──────── Extrahierter Text ────────
Sie werden, liebe Zuhörer, sicher gemerkt haben, daß ich bisher zwar über den Gang der Dinge, aber kaum über die Handlungsweise der Beteiligten gesprochen habe. Das kommt nun. Aber, wer sich nun darauf freut, daß hier Leute verbal verprügelt werden, der kann ruhig abschalten. Das kommt nicht.

Nehmen wir erst mal den Verordnungsgeber. Der ist ganz neutral an die Dinge heran gegangen. Er liebt uns Funkamateure ebensowenig wie er uns haßt. Oder soll ich das besser für die Vergangenheit sagen? Jedenfalls scheint er seit einiger Zeit die Nase voll zu haben von den Funkamateuren, die ihn seit drei Jahren mit einer für ihn vergleichsweise unwichtigen Sache über Gebühr beschäftigen. Und entsprechend wird die Gangart zunehmend rauher. Wir sind zwar der Ansicht, daß er diese Entwicklung maßgeblich selbst heraufbeschworen hat, indem er

- erstens kein klares Konzept hatte und
- zweitens zu viele, demokratisch nicht legitimierte Gruppen angehört hat,

aber so ist es nun mal. Jetzt jedenfalls will er mit niemandem mehr reden. Das wollen auch die Bundestagsabgeordneten nicht mehr. Sie haben mit einer Resolution die Funkamateure aufgefordert, eine für alle sprechende Vertretung zu installieren, und gleichzeitig den BMPT gebeten, in Zukunft nur mit dieser Vertretung der Funkamateure weiter zu verhandeln.

Das ist eine deutliche Aufforderung an uns Funkamateure. Und diese Forderung besteht zu Recht und kann uns nur nutzen. Denn was da bisher gelaufen ist, war in höchstem Maße nachteilig für uns. Da haben sich an die 30 Vereinigungen beim BMPT als Repräsentanten der Funkamateure dargestellt. Es ist ganz unvermeidlich, daß dabei eine Vielzahl unterschiedlicher Vorstellungen geäußert wurden. So etwas ist eine geradezu ideale Konstellation für die andere Seite in den Verhandlungen: Sie kann immer behaupten, daß sich die Funkamateure ja nicht einig seien und damit alles legitimieren, was auch immer sie uns gegenüber tut. Man nennt das das Prinzip von „divide et impera“, zu deutsch: „Teile und herrsche“.
──────── Datenteil ────────
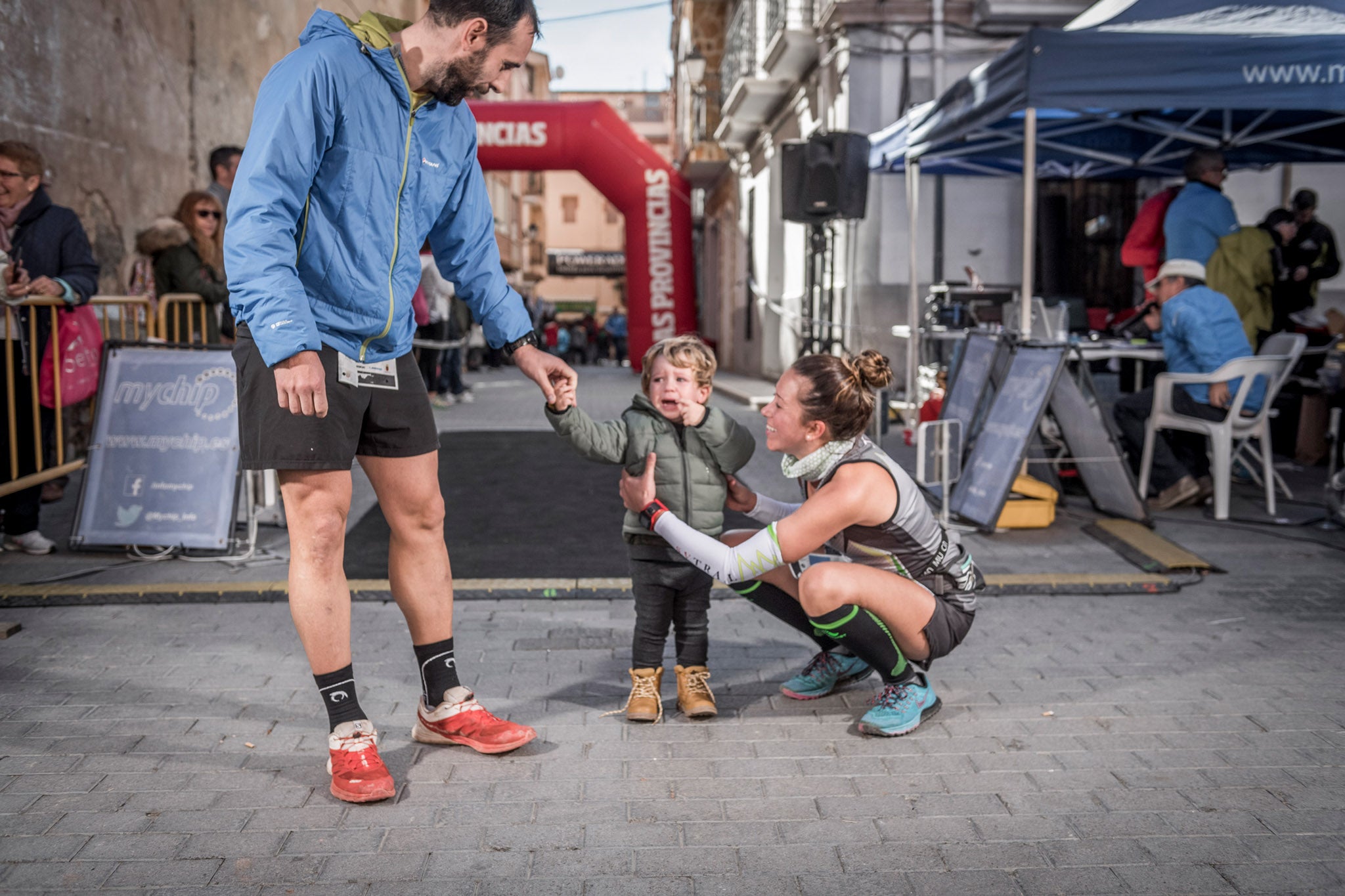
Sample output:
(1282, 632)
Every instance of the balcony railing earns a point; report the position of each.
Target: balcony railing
────────
** Schriftliche Aufgaben **
a) Gib aus dem Text über die Funkamateure den Abschnitt von „Sie werden, liebe“ bis einschließlich „Das kommt nicht.“ wörtlich wieder.
b) Wie viele Vereinigungen haben sich laut dem Text über die Funkamateure beim BMPT als Repräsentanten der Funkamateure dargestellt?

** Lösungen im Einzelnen **
a)
Sie werden, liebe Zuhörer, sicher gemerkt haben, daß ich bisher zwar über den Gang der Dinge, aber kaum über die Handlungsweise der Beteiligten gesprochen habe. Das kommt nun. Aber, wer sich nun darauf freut, daß hier Leute verbal verprügelt werden, der kann ruhig abschalten. Das kommt nicht.

b) An die 30 Vereinigungen.